* Exercise prompt: Please collect every line of the listing below that contains the string "shoulder", treating uppercase and lowercase as different.

** START **

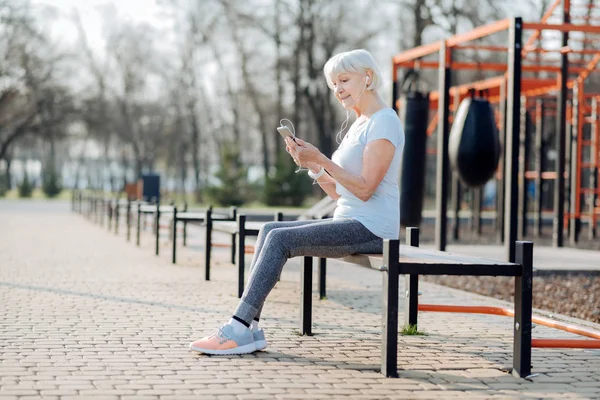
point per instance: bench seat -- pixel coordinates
(412, 261)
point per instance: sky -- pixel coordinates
(62, 28)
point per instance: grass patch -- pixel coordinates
(411, 330)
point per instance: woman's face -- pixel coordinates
(348, 87)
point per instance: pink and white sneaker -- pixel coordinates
(224, 341)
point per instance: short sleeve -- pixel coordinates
(385, 126)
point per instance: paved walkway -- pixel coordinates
(84, 313)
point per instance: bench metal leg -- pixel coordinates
(139, 221)
(184, 233)
(411, 284)
(241, 243)
(174, 252)
(322, 278)
(523, 305)
(207, 244)
(157, 228)
(233, 235)
(306, 297)
(389, 338)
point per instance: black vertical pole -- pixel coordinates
(502, 163)
(241, 244)
(513, 109)
(306, 297)
(456, 199)
(575, 224)
(139, 221)
(522, 218)
(117, 215)
(208, 243)
(389, 338)
(523, 310)
(595, 137)
(456, 186)
(411, 285)
(561, 120)
(157, 228)
(443, 164)
(539, 166)
(184, 240)
(174, 249)
(128, 221)
(476, 210)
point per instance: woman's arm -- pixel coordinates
(377, 157)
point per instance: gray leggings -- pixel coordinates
(278, 241)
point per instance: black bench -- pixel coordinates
(205, 218)
(413, 261)
(239, 231)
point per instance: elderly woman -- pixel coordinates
(362, 175)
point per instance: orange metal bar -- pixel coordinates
(562, 27)
(544, 19)
(428, 49)
(589, 68)
(578, 330)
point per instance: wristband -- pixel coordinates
(317, 175)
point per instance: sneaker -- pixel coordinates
(224, 341)
(259, 339)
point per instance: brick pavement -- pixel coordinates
(86, 314)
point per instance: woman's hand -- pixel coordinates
(304, 153)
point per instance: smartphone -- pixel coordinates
(284, 131)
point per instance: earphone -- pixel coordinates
(338, 137)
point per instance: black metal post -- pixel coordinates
(117, 215)
(389, 337)
(500, 187)
(575, 222)
(139, 221)
(456, 199)
(561, 120)
(539, 165)
(207, 243)
(523, 310)
(157, 228)
(306, 297)
(411, 284)
(241, 244)
(443, 164)
(174, 250)
(523, 131)
(513, 109)
(476, 211)
(184, 227)
(128, 219)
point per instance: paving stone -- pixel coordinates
(88, 314)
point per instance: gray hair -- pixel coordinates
(353, 61)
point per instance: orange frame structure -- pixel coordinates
(550, 87)
(545, 72)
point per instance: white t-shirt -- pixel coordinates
(381, 213)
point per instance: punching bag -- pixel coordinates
(474, 142)
(414, 115)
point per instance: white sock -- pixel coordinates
(238, 327)
(254, 325)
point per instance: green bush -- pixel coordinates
(3, 184)
(51, 184)
(233, 188)
(25, 187)
(285, 187)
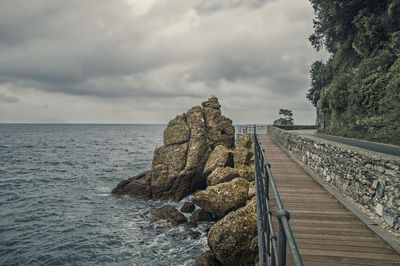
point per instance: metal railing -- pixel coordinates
(247, 129)
(272, 247)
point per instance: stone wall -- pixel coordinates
(369, 178)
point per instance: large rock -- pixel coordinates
(219, 128)
(188, 207)
(169, 214)
(177, 169)
(219, 157)
(199, 216)
(244, 141)
(242, 155)
(224, 197)
(233, 239)
(138, 186)
(177, 131)
(246, 172)
(222, 174)
(207, 259)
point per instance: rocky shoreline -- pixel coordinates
(199, 158)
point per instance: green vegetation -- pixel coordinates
(358, 88)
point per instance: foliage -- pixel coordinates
(358, 88)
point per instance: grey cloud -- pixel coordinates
(188, 49)
(7, 99)
(211, 6)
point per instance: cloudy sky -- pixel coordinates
(145, 61)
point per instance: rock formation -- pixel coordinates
(169, 214)
(178, 165)
(207, 259)
(224, 197)
(233, 239)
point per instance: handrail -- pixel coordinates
(271, 248)
(248, 128)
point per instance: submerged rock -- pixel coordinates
(207, 259)
(138, 186)
(233, 239)
(194, 234)
(178, 165)
(199, 216)
(224, 197)
(169, 214)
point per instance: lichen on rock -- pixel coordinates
(233, 239)
(178, 165)
(224, 197)
(222, 174)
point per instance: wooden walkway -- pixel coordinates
(325, 231)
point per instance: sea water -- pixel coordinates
(55, 201)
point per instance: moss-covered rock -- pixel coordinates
(224, 197)
(233, 239)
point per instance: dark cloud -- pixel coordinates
(7, 99)
(158, 51)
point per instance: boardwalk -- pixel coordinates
(325, 231)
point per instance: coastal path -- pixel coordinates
(325, 232)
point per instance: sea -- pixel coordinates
(55, 201)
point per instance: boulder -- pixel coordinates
(219, 128)
(177, 131)
(219, 157)
(169, 214)
(233, 239)
(188, 207)
(177, 168)
(245, 142)
(242, 155)
(252, 190)
(224, 197)
(221, 174)
(194, 234)
(207, 259)
(245, 171)
(138, 186)
(200, 215)
(178, 165)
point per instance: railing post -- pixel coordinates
(282, 214)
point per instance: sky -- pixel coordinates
(146, 61)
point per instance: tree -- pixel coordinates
(288, 115)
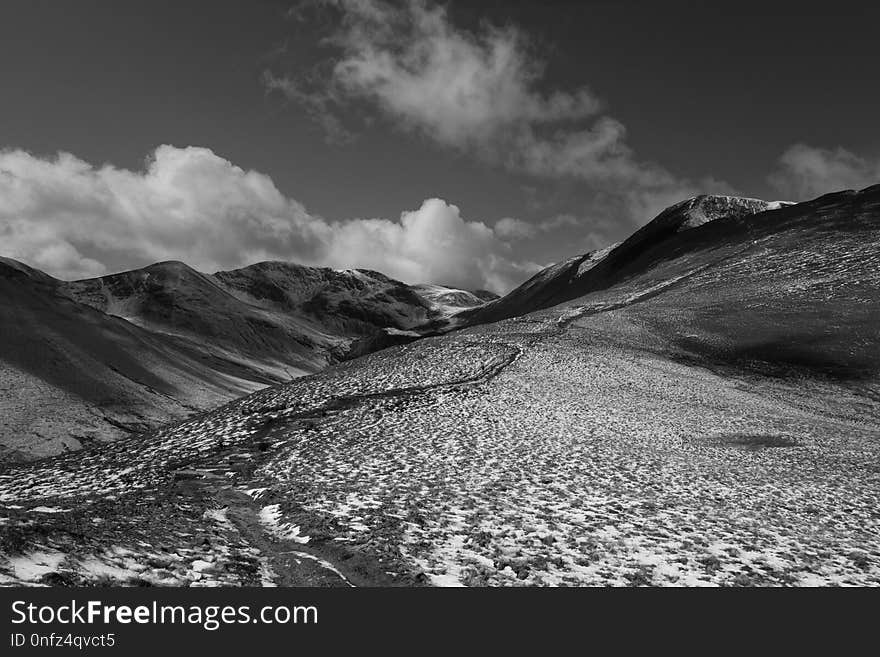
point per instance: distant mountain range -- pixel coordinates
(698, 405)
(95, 359)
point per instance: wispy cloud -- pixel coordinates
(75, 220)
(479, 92)
(805, 172)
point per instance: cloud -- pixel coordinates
(806, 172)
(73, 219)
(509, 228)
(476, 91)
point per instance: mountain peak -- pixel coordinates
(704, 208)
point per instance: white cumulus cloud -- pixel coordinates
(73, 220)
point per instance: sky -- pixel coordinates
(466, 144)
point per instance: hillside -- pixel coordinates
(605, 267)
(96, 359)
(706, 413)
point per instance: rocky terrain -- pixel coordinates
(698, 406)
(92, 360)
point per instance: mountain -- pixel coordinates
(72, 375)
(705, 413)
(93, 360)
(605, 267)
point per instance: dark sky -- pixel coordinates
(717, 89)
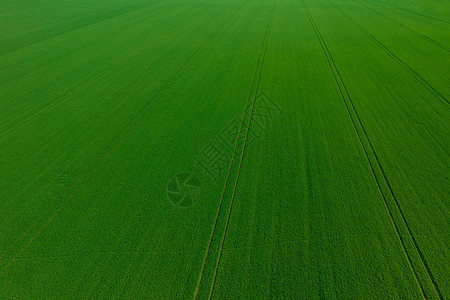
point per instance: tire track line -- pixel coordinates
(405, 27)
(74, 51)
(416, 76)
(130, 126)
(364, 136)
(412, 12)
(255, 82)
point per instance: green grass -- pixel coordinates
(343, 195)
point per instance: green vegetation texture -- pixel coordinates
(344, 195)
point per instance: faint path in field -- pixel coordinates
(253, 92)
(412, 12)
(416, 76)
(112, 146)
(378, 172)
(79, 49)
(404, 26)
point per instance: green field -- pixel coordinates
(239, 149)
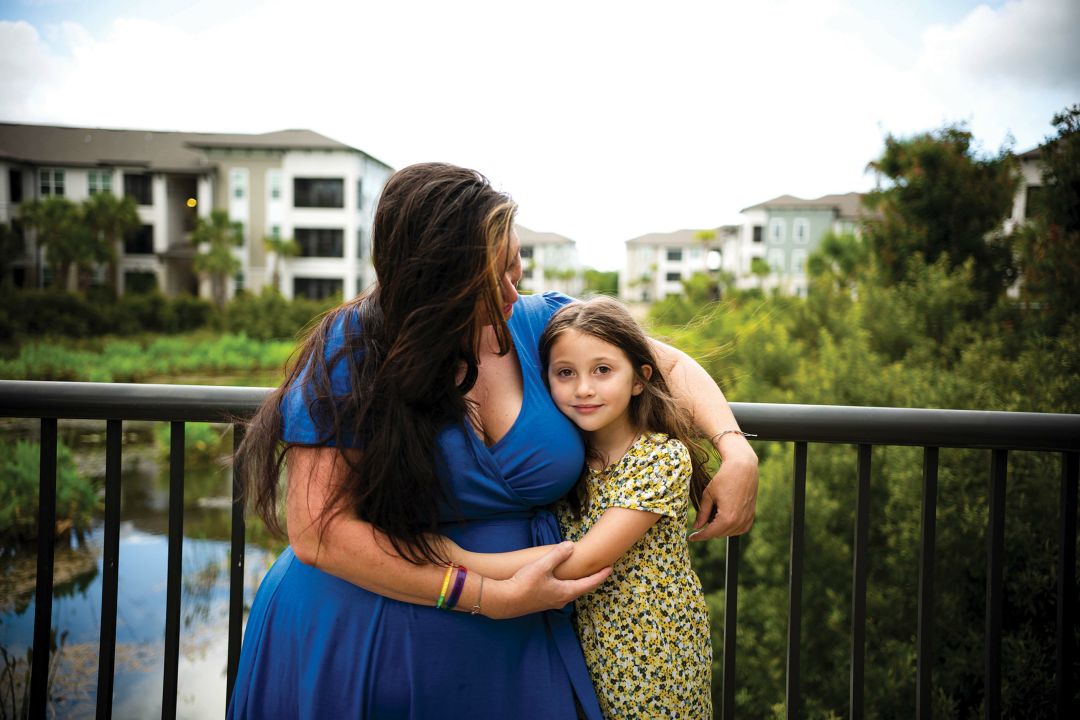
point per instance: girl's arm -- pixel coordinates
(355, 552)
(730, 500)
(612, 534)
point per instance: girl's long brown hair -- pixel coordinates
(436, 235)
(653, 409)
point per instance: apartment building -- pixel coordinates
(549, 262)
(785, 230)
(289, 184)
(657, 263)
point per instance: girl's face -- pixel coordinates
(592, 381)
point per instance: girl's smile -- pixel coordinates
(592, 382)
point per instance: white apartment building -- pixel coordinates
(549, 262)
(784, 231)
(657, 263)
(292, 184)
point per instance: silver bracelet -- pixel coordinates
(717, 436)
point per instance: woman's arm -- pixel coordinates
(355, 552)
(612, 534)
(730, 500)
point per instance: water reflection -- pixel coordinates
(140, 606)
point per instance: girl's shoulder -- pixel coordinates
(660, 447)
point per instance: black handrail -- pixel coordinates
(863, 426)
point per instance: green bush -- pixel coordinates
(269, 315)
(77, 499)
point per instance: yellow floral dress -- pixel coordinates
(645, 630)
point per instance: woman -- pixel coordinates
(417, 410)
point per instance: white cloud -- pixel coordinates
(605, 120)
(1028, 42)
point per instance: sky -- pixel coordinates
(604, 120)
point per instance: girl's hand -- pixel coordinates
(535, 587)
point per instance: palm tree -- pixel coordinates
(281, 248)
(110, 218)
(215, 238)
(61, 231)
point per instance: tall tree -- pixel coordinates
(215, 238)
(109, 218)
(1050, 244)
(941, 199)
(62, 232)
(280, 248)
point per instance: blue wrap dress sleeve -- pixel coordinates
(319, 647)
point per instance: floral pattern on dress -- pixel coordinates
(645, 632)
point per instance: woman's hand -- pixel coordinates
(535, 587)
(729, 501)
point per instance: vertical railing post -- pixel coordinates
(1066, 585)
(175, 570)
(995, 565)
(859, 583)
(43, 591)
(925, 651)
(110, 569)
(730, 612)
(235, 568)
(795, 586)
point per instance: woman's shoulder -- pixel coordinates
(534, 311)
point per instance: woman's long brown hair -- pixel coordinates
(410, 347)
(653, 409)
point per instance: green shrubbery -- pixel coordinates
(118, 360)
(76, 498)
(27, 314)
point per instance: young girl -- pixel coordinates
(645, 632)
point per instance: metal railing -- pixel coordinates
(801, 424)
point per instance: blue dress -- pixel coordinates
(319, 647)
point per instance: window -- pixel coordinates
(238, 180)
(799, 262)
(273, 179)
(800, 230)
(777, 260)
(139, 242)
(321, 242)
(316, 288)
(318, 192)
(15, 186)
(52, 182)
(100, 180)
(777, 231)
(1033, 201)
(138, 283)
(137, 187)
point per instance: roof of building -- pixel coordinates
(847, 205)
(532, 238)
(163, 150)
(686, 238)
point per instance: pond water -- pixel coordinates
(140, 606)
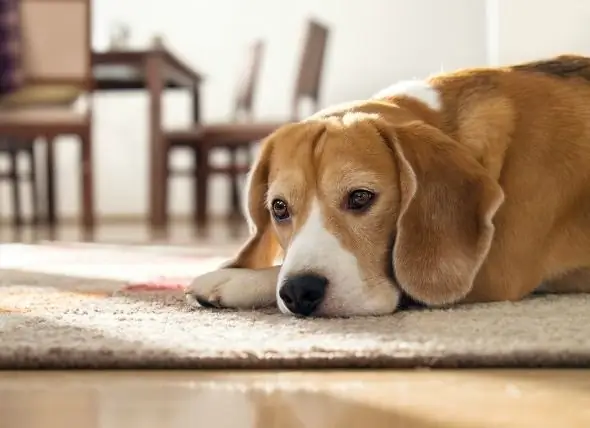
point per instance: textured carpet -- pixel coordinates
(96, 307)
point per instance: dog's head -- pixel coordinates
(364, 209)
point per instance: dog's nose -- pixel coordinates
(303, 293)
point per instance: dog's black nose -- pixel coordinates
(303, 293)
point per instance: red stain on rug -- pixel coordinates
(159, 284)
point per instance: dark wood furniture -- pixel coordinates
(154, 70)
(56, 58)
(12, 149)
(243, 131)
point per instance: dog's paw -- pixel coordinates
(234, 288)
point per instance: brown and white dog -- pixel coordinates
(472, 186)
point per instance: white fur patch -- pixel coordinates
(418, 89)
(315, 250)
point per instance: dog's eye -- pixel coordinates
(359, 200)
(280, 210)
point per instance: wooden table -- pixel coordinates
(153, 70)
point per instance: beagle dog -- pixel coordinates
(471, 186)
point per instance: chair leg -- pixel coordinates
(87, 182)
(202, 174)
(33, 180)
(14, 179)
(235, 185)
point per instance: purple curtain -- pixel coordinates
(11, 73)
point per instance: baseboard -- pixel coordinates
(120, 219)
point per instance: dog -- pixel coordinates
(469, 186)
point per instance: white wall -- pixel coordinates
(532, 29)
(373, 43)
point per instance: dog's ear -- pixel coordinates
(444, 226)
(262, 247)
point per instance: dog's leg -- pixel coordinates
(236, 288)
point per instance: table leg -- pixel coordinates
(196, 103)
(51, 182)
(14, 178)
(202, 185)
(87, 183)
(158, 154)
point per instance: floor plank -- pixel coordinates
(424, 399)
(368, 399)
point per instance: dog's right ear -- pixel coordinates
(262, 248)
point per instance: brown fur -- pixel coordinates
(487, 198)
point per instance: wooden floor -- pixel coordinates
(368, 399)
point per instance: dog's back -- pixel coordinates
(565, 66)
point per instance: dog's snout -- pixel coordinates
(302, 294)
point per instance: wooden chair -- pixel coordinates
(12, 149)
(56, 60)
(243, 130)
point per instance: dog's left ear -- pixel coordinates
(262, 247)
(444, 227)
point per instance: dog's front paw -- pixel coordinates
(234, 288)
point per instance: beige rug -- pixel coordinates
(73, 307)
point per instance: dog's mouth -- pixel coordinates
(405, 301)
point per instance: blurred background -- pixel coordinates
(128, 109)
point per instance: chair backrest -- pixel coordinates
(248, 81)
(56, 42)
(311, 65)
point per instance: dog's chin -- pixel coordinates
(361, 308)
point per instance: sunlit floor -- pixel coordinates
(432, 399)
(370, 399)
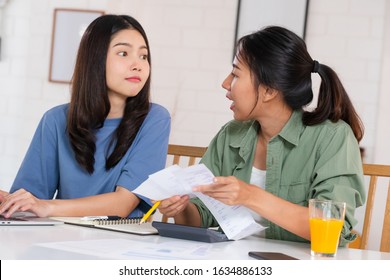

** END **

* Full response:
point per instance: girl's shoulder -- pixel coordinates
point per instance: woman's shoulder -- pixel coordinates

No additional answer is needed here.